SOURCE RECORDS:
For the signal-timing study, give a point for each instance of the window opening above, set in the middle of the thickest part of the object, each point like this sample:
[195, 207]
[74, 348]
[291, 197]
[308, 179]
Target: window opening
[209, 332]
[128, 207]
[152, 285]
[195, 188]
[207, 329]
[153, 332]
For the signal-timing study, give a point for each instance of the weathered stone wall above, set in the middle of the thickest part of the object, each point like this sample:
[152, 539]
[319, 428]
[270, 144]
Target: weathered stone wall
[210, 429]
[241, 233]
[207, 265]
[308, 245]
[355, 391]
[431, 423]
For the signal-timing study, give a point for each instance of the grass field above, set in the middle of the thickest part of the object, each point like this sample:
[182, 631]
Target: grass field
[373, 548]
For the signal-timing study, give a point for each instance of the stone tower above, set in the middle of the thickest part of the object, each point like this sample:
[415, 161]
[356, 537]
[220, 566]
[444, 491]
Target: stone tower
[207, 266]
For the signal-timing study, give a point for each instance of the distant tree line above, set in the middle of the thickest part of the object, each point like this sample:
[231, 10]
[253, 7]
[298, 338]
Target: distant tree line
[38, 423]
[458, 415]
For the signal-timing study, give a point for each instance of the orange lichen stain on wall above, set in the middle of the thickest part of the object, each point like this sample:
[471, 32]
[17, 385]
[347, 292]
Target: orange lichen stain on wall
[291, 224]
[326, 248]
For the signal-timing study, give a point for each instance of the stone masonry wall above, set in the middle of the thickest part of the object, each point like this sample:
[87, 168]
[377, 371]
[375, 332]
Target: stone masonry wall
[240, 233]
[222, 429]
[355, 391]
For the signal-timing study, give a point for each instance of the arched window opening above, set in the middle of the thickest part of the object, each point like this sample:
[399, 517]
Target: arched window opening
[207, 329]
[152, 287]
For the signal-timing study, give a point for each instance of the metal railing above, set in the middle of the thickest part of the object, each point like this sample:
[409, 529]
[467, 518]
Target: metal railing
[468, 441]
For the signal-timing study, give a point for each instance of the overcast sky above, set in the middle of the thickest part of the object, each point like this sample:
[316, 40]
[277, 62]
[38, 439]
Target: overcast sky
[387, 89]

EXERCISE BRIEF: Exactly reproduce the material above.

THE COMPLETED TASK:
For the signal-timing study, give a point for each instance of the window opening above, set in the middle of the thickest part of the object, each point like this sample:
[195, 207]
[74, 348]
[291, 197]
[308, 179]
Target: window opening
[209, 332]
[128, 207]
[152, 285]
[195, 188]
[207, 329]
[153, 332]
For the signal-timing study, give a point for each instance of the weathered stone wall above, set in the middle of the thickest part of the object, each point like this sample:
[152, 539]
[319, 428]
[270, 144]
Target: weathered stone wall
[210, 429]
[241, 233]
[207, 265]
[308, 245]
[355, 391]
[431, 423]
For the signal-timing study, give a point for each instance of the grass field above, set in the middle of the thickest part of the object, each point like this sample:
[182, 631]
Target: grass field
[373, 548]
For the signal-timing study, give a point for each instance of the stone tower above, set in the middle of the thickest part of the object, each point like this sample:
[415, 161]
[356, 537]
[220, 566]
[444, 491]
Target: stone tower
[207, 266]
For the signal-timing study, give a point for each instance of the distant tree line above, set in the middle of the thickest part of the object, each point like this sample:
[231, 10]
[253, 7]
[298, 338]
Target: distant tree line
[38, 423]
[458, 415]
For the signal-timing study, give a point for each instance of the orange lichen stain on wall above, set in the middle of the thickest part of the object, each point like this sample:
[471, 32]
[17, 385]
[347, 292]
Target: orange lichen stain on wall
[291, 224]
[326, 248]
For the signal-timing study, give a point for each instance of the stone masonry wall above, set in the middle of the thickest part of the object, each point like this sample:
[87, 168]
[377, 371]
[375, 332]
Target: stone masonry wall
[240, 233]
[222, 429]
[355, 391]
For the signal-timing study, give a point for each instance of the arched window opening above, set in the middle of the thickest part of the object, each point like this sample:
[399, 517]
Target: arched window opening
[207, 329]
[152, 287]
For the signal-timing study, give a point for each instance of the metal railing above, set in the middle of the thickest part of the object, each point like this sample:
[409, 529]
[467, 518]
Target: metal railing
[468, 441]
For the signal-timing study, give a point for each instance of the overcast sky above, set in the middle of the thickest part of the object, each point like this sample:
[316, 40]
[277, 62]
[38, 439]
Target: overcast sky
[387, 89]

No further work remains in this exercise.